* Exercise brief *
Please reply with one number only: how many lines in the entries below contain the string "green".

BEGIN Input records

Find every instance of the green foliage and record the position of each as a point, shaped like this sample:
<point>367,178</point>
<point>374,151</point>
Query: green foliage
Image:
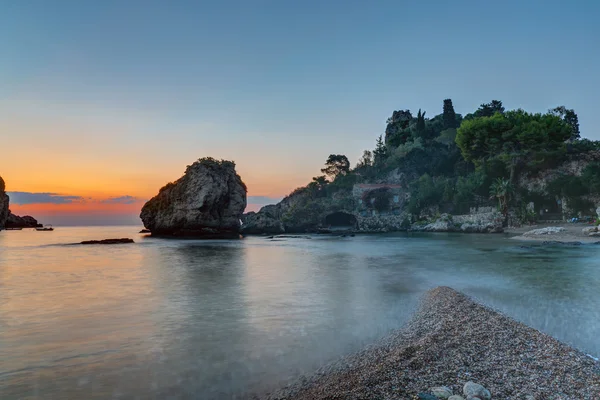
<point>342,183</point>
<point>380,153</point>
<point>427,191</point>
<point>481,138</point>
<point>398,129</point>
<point>502,190</point>
<point>378,199</point>
<point>421,131</point>
<point>447,137</point>
<point>570,118</point>
<point>526,215</point>
<point>365,161</point>
<point>449,116</point>
<point>591,178</point>
<point>583,146</point>
<point>336,164</point>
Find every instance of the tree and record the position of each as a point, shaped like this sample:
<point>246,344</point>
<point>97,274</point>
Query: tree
<point>570,117</point>
<point>380,152</point>
<point>318,185</point>
<point>397,131</point>
<point>366,160</point>
<point>481,138</point>
<point>489,109</point>
<point>502,190</point>
<point>449,116</point>
<point>421,131</point>
<point>336,164</point>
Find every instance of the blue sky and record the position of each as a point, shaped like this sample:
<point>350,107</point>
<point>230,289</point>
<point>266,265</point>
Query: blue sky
<point>150,86</point>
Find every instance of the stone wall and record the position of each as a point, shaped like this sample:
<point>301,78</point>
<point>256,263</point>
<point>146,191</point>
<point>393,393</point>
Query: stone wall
<point>383,223</point>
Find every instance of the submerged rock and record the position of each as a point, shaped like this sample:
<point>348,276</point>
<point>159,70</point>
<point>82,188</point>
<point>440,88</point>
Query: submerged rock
<point>545,231</point>
<point>108,241</point>
<point>441,392</point>
<point>208,201</point>
<point>14,221</point>
<point>475,390</point>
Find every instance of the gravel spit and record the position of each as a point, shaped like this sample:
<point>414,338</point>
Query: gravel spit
<point>451,340</point>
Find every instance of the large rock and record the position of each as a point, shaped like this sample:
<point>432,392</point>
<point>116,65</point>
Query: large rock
<point>14,221</point>
<point>551,230</point>
<point>208,201</point>
<point>264,221</point>
<point>3,204</point>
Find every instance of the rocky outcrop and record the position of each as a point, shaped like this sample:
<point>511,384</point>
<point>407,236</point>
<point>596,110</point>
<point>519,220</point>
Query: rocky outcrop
<point>207,201</point>
<point>476,223</point>
<point>14,221</point>
<point>4,212</point>
<point>265,221</point>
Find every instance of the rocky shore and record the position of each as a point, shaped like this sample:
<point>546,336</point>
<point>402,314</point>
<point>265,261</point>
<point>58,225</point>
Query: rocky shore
<point>451,341</point>
<point>566,233</point>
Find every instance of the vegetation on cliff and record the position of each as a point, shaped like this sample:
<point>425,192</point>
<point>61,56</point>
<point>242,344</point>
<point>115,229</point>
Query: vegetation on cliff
<point>451,163</point>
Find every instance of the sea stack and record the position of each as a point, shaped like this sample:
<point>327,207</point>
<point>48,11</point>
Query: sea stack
<point>207,201</point>
<point>3,204</point>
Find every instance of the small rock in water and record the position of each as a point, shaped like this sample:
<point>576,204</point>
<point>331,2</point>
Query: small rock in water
<point>108,241</point>
<point>441,392</point>
<point>474,390</point>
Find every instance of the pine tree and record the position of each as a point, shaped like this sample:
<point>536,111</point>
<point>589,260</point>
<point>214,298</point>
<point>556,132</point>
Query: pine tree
<point>380,152</point>
<point>449,116</point>
<point>421,129</point>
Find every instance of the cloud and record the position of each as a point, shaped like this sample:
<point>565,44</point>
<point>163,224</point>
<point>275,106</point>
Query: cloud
<point>121,200</point>
<point>42,198</point>
<point>263,200</point>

END Input records

* Task response *
2